EXERCISE OBJECTIVE >> Every line in the data below that holds "instance" should be found and copied.

[RECORD EXCERPTS — start]

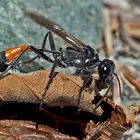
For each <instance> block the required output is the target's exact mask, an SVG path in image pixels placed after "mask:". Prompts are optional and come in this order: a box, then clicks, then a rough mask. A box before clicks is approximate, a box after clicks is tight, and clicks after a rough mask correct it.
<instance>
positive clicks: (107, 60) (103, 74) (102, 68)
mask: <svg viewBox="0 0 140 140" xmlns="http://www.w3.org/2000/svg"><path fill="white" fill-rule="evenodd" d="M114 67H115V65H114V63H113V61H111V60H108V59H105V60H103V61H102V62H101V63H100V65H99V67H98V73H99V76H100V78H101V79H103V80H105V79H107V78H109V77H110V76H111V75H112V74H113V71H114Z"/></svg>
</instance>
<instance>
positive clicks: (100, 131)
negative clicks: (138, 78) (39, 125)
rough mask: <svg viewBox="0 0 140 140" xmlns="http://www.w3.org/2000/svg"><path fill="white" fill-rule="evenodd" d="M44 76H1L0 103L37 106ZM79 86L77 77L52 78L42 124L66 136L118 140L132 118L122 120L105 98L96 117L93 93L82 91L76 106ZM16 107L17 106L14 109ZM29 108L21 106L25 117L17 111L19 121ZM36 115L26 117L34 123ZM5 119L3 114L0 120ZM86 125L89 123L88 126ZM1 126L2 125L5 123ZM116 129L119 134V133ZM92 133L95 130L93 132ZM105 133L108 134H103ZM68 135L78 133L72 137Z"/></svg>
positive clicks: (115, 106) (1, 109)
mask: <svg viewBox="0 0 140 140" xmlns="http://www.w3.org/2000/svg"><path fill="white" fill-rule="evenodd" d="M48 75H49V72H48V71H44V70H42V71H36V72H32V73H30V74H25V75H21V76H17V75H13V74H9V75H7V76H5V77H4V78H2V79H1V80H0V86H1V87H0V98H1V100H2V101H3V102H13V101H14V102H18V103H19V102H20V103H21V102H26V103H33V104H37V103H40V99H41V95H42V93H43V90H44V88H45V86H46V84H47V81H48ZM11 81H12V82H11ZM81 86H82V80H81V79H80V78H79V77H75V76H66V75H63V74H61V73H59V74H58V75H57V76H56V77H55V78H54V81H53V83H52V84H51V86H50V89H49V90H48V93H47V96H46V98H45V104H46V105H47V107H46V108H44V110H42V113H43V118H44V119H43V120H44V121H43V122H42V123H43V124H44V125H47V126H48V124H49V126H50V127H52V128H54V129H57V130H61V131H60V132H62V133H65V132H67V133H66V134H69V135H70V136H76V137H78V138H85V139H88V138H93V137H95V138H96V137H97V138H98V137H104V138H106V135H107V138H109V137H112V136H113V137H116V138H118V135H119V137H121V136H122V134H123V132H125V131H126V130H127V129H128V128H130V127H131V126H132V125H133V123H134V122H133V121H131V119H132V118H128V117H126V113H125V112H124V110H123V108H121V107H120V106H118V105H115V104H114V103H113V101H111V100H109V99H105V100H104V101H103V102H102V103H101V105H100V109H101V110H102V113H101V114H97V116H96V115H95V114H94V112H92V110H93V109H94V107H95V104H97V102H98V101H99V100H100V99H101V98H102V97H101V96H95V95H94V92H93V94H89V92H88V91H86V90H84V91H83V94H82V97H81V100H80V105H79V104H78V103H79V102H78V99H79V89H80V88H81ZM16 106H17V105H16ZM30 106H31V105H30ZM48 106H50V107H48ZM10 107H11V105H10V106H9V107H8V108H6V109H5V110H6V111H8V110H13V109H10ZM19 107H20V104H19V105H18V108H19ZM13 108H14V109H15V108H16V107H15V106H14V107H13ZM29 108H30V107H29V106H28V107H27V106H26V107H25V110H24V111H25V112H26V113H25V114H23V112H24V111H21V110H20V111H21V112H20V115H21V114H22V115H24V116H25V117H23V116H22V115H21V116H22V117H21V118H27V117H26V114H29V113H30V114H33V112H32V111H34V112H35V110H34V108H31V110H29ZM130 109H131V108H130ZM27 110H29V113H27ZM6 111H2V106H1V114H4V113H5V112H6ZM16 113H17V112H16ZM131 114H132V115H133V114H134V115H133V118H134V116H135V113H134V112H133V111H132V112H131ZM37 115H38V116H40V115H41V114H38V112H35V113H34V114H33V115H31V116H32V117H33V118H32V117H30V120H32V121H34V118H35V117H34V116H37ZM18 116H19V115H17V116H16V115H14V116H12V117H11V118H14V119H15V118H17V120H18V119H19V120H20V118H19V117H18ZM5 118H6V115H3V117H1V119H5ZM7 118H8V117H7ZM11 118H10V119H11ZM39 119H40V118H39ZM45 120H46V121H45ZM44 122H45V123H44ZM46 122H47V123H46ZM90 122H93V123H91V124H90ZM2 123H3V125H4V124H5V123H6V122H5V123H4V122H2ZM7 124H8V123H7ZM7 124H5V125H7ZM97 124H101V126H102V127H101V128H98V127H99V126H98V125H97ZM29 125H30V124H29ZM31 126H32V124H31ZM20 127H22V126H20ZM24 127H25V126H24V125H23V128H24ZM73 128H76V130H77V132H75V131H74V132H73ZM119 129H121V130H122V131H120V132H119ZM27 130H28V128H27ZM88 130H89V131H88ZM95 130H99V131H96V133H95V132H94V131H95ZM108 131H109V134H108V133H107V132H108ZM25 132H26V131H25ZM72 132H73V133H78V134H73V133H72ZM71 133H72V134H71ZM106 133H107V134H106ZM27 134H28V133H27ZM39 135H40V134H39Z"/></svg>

[RECORD EXCERPTS — finish]

ANSWER SPACE >>
For each <instance> block the required output is the target's exact mask, an SVG path in image pixels placed after "mask:". Prompts are optional and come in this order: a box, then clicks, then a rough mask. A box before clicks is approximate, a box after clicks is tight, and clicks after a rough mask correct it.
<instance>
</instance>
<instance>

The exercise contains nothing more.